El guión es maravilloso. En sí no es un guión lineal que nos cuente una única historia con su inicio, nudo y desenlace. “Amarcord” está preñada de ellas. Son historias y es Historia (maravillosa la secuencia de la celebración del “Día de Roma” con ese desfile de los camisas negras a ritmo de sprint); historias contadas en letra minúscula, de gente anónima, pero entrañable, y que hacen y sostienen esa Historia en mayúscula, que luego les tocará aprender. En sí son estampas, todas evocadoras; pero a la vez, todas emocionales: los recuerdos sobre sus profesores; el despertar al erotismo (espléndida la secuencia de la estanquera interpretada por Maria Antonietta Beluzzi); la leyenda de la “Gradisca;” la “Volpina;” o el día campestre, con tío subido al árbol incluido, son algunos de los muchos hitos de esta película.
Lo magistral es que Fellini logra integrar distintos discursos cinematográficos hasta componer uno de los ejercicios más libres del cine europeo. “Amarcord” dista mucho de ser un ejercicio clásico, aunque en apariencia así lo parezca, pero Fellini es un autor, un artista que maneja a su gusto todas las leyes del 7º Arte. Así hay personajes que se dirigen directamente a la cámara sin por ello “romper” el hechizo que tiene el cine, como el historiador local; momentos legendarios que son interpretados desde un delirio fantasioso como la visita del jeque (con harén incluido), o la excursión a ver el paso del trasatlántico, convirtiendo así a “Amarcord” no en una película realista, sino en una evocación maravillosa plagada de realismo pero también de magia.

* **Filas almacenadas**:
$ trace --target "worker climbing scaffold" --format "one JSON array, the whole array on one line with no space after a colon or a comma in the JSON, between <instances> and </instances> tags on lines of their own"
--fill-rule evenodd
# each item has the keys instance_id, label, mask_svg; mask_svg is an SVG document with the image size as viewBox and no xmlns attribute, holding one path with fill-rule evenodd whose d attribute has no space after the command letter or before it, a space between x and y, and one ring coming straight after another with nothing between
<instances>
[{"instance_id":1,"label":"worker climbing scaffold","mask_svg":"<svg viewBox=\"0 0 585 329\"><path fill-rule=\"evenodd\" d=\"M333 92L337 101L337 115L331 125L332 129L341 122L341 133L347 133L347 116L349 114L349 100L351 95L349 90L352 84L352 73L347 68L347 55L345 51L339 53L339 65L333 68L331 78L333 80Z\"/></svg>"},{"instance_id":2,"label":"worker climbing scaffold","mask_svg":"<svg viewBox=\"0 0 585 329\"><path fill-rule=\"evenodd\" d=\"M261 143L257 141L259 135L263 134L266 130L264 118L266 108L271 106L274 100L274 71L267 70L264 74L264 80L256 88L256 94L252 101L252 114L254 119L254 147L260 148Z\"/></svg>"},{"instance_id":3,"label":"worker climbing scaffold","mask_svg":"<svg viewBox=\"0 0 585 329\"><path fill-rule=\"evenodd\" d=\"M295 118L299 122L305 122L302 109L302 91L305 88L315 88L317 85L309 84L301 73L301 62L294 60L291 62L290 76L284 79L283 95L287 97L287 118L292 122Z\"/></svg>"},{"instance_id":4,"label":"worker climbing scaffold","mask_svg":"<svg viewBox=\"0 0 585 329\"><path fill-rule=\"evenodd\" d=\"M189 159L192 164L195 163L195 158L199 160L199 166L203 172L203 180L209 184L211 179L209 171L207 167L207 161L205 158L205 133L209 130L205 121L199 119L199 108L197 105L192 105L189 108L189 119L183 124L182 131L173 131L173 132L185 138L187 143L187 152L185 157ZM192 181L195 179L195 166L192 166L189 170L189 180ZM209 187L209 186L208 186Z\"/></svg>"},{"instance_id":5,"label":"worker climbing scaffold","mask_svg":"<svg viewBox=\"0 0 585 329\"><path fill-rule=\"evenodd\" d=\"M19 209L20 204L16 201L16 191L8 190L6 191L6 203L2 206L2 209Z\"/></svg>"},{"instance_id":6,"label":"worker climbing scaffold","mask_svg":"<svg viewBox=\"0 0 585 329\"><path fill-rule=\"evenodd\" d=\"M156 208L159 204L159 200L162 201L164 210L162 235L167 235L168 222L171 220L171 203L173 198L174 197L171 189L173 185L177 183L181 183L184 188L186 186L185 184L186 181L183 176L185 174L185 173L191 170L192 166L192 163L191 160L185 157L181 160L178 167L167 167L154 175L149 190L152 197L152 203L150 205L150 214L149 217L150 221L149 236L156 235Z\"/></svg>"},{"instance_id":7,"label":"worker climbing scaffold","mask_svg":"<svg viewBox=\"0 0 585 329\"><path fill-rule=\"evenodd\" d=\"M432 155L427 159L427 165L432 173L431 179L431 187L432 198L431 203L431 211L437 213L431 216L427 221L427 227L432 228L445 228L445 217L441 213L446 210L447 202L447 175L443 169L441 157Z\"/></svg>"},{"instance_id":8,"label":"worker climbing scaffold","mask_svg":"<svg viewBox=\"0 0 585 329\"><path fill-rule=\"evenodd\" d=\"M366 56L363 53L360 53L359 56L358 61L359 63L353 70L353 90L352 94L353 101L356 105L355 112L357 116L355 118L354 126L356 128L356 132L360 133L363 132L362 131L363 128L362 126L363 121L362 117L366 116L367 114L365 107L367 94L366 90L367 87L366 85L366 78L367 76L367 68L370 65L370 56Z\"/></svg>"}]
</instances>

* **REQUISITOS DEL EJERCICIO**:
(a) Indica si cada afirmación coincide con la reseña sobre «Amarcord» y justifica cada respuesta citando literalmente las palabras del texto que lo deciden: (i) El guion de la película es lineal y cuenta una única historia. (ii) La estanquera está interpretada por Maria Antonietta Beluzzi. (iii) «Amarcord» resulta una película realista.
(b) Reanuda la reseña sobre «Amarcord» justo después de su última oración.

* **TAREAS RESUELTAS**:
(a)
(i) No: «En sí no es un guión lineal que nos cuente una única historia con su inicio, nudo y desenlace».
(ii) Sí: «espléndida la secuencia de la estanquera interpretada por Maria Antonietta Beluzzi».
(iii) No: «convirtiendo así a “Amarcord” no en una película realista, sino en una evocación maravillosa plagada de realismo pero también de magia».

(b)
El reparto, como en todas las películas del maestro italiano, es magistral. Desde los que podemos calificar de protagonistas: Pupella Maggio, la madre de “Titta,” de algún modo del alterego de Fellini y que interpreta de un modo muy naturalista el debutante, Bruno Zannin; Armando Brancia, el padre; pero este reconocimiento sería para cada uno de los que aparece en esta historia. La mano de Fellini se muestra acertada al contar con esa serie de rostros, que él transforma en máscaras, convirtiéndose así en arquetipos, en iconos del personaje que interpretan. La variedad de personajes es enorme (riqueza que se ha perdido definitivamente en el cine italiano actual; al igual que en el español, pues fuera de autores como Álex de la Iglesia, o el propio Almodóvar, poca diversidad de gentes se muestra en las pantallas), y muchos de ellos son definidos por la apariencia física exclusivamente; pero aún así, pese al paso breve y fugaz, cada uno de los personajes que aparece en este fresco está perfectamente retratado. Y no podía ser de otro modo. Las composiciones de plano de Fellini son magistrales, hermosas, pictóricas, pero plenas de esa energía que llamamos vida. Claro que para eso contaba con su colaborador habitual detrás de las cámaras: el gran Giuseppe Rotunno.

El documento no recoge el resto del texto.